Exercise description >> Return the data below exactly, please, but drop the pictures.
+++++
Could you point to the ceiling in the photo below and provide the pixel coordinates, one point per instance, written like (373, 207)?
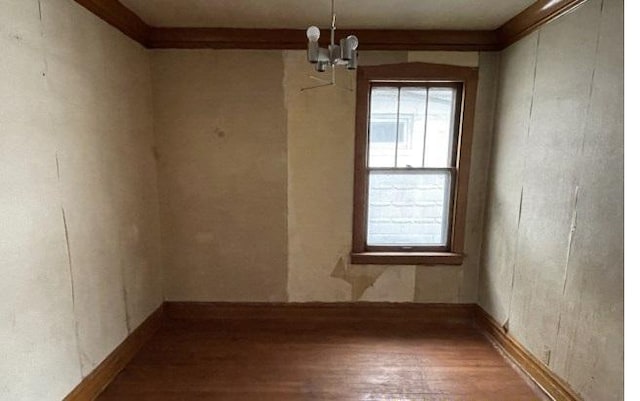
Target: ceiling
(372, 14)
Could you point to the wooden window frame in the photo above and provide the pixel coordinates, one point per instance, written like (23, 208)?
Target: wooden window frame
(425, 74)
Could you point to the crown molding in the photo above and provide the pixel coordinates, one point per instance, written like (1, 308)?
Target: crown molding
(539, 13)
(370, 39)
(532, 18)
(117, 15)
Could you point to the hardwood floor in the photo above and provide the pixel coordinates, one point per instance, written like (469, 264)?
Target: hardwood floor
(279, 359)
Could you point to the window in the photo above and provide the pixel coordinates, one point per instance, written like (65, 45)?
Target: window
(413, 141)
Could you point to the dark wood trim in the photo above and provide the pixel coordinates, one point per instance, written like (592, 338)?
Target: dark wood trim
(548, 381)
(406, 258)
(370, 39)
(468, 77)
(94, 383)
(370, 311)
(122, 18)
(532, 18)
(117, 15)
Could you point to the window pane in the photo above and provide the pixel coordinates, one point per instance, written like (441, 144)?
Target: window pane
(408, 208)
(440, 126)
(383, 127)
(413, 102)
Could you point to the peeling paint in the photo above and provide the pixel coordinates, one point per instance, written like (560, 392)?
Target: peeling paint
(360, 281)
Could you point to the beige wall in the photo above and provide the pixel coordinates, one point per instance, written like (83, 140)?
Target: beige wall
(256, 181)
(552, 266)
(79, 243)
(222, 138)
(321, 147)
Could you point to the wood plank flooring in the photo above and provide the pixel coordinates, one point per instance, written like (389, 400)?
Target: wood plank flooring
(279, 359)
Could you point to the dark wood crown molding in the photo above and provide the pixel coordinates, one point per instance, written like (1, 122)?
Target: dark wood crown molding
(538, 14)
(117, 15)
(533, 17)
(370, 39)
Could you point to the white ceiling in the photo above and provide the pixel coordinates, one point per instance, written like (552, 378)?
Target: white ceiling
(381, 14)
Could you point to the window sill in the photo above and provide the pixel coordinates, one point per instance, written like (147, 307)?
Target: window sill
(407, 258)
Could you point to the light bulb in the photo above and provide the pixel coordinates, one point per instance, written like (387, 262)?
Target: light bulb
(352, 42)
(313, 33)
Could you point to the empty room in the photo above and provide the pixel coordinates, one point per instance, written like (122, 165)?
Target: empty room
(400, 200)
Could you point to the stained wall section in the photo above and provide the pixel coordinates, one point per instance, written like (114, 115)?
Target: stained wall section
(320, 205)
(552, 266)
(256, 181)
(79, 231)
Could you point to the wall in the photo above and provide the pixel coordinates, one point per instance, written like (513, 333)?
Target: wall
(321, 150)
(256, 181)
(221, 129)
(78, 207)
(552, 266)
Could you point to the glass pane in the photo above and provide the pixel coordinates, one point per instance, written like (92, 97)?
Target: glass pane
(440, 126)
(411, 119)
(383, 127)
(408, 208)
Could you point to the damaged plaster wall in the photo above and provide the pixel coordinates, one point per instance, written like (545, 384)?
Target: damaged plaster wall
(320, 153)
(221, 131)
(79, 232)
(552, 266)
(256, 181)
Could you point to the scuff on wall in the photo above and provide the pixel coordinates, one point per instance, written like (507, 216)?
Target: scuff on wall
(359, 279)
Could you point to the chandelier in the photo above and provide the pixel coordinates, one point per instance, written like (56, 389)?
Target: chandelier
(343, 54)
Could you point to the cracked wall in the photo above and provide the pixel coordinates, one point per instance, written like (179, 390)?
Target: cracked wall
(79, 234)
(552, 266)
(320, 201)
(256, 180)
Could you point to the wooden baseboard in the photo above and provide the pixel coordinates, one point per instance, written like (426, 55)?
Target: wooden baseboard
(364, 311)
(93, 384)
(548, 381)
+++++
Exercise response >>
Could you point to the ceiling in the photo below and provide the pixel coordinates, one point per instance, written like (373, 207)?
Target: ceiling
(372, 14)
Could you point to the wooden window frame in the photo above and provide the pixel coordinates, one point per instance, written like (23, 208)?
Target: wooden window frame
(425, 74)
Could you point to the crown molding in the photo above and provide the pixel coordinates, one point per instance, written like (1, 308)?
Target: crown molding
(539, 13)
(370, 39)
(532, 18)
(117, 15)
Could you point to the hardwood floor in the photo above and provide the pixel coordinates, one point per instance, written like (469, 264)?
Target: hardwood floor
(279, 359)
Could you point to the window in the photo above and provide the pixel coordinates, one point per instance, written like (65, 45)?
Target: window
(413, 141)
Could you point to the dark wood trim in the photo above and provide the pixel coordinates, one point per instance, written like (592, 338)?
Target: dark wood trim
(548, 381)
(406, 258)
(370, 39)
(468, 77)
(94, 383)
(370, 311)
(122, 18)
(532, 18)
(117, 15)
Could you point to the window pane in the photo above and provide the pixel coordinates, one point per instance, written like (441, 144)?
Target: window pane
(408, 208)
(440, 126)
(383, 127)
(413, 102)
Could you point to the peeling paint in the photo above and provide the pixel coordinates, one point per instance, written like (560, 392)?
Target: peeling paint
(360, 281)
Could you point to the beige wall in the photo above and provide the pixel coordinates, one point per instance, written like (83, 140)?
Target: beige wall
(256, 181)
(552, 266)
(79, 243)
(222, 138)
(321, 147)
Could you point to the wood plank flooring in the photo above and provide the pixel coordinates, one point per instance, written like (389, 400)?
Target: wood plank flooring
(279, 359)
Could you point to the dark wood crown molding in the photo above and provide the pixel coordinates, one point per instance, written like (1, 122)?
Target: dark wood crown molding
(538, 14)
(117, 15)
(533, 17)
(370, 39)
Could you point to the white ceiling in the photo above and provide the pixel coordinates, one point per instance, written like (552, 378)?
Target: white ceiling
(381, 14)
Could you point to the window sill in the photo above and provide the pixel coordinates, one point per instance, written like (147, 307)?
Target: window sill
(407, 258)
Could you point to the light bulb in the photo above and provide the pixel coordinates, one point per instance, written like (387, 262)?
Target: light bulb
(352, 42)
(313, 33)
Could you point to the empty room in the photo above and provide the pixel coordinates, one point per instance, written like (122, 165)?
Target: empty room
(400, 200)
Could you point to the stained wall section in the photo above and provide the pixel coordinates, one point per instance, written like (114, 115)?
Target: stained wall section
(320, 205)
(552, 266)
(256, 181)
(79, 231)
Could you point to the wall in the photo above and provide the pixel coordinates, one point per instance, written like (513, 333)?
Target: wall
(321, 150)
(256, 181)
(221, 129)
(78, 207)
(552, 266)
Could you point to the glass pane in the photo above and provide the pixel coordinates, one point per instance, written like (92, 97)?
Target: glass pane
(440, 126)
(411, 119)
(383, 127)
(408, 208)
Could you point to the damaged plaster wall in the photo above and provide the pixel coordinates, one point per instance, written like (545, 384)?
Target: damaged plaster wall
(320, 153)
(221, 131)
(79, 232)
(552, 266)
(256, 181)
Could you point to the scuff on wall in the photo above and provide the pixel coordinates, one point per instance, written like (507, 216)?
Target: scuff on wall
(359, 279)
Could you point to the chandelier in the photo above and provide the pixel coordinates, one point per instance, written like (56, 389)?
Target: chandelier
(343, 54)
Could you point to the cracked wall in the photo above and provide the pixel coordinates, one point per instance, written like (179, 390)?
Target: cracked wall
(79, 234)
(552, 266)
(320, 201)
(256, 180)
Could you point to the wooden baseboard in the photo above and provide the pixel coordinates, one point per instance, written like (426, 55)?
Target: wooden baseboard
(364, 311)
(93, 384)
(548, 381)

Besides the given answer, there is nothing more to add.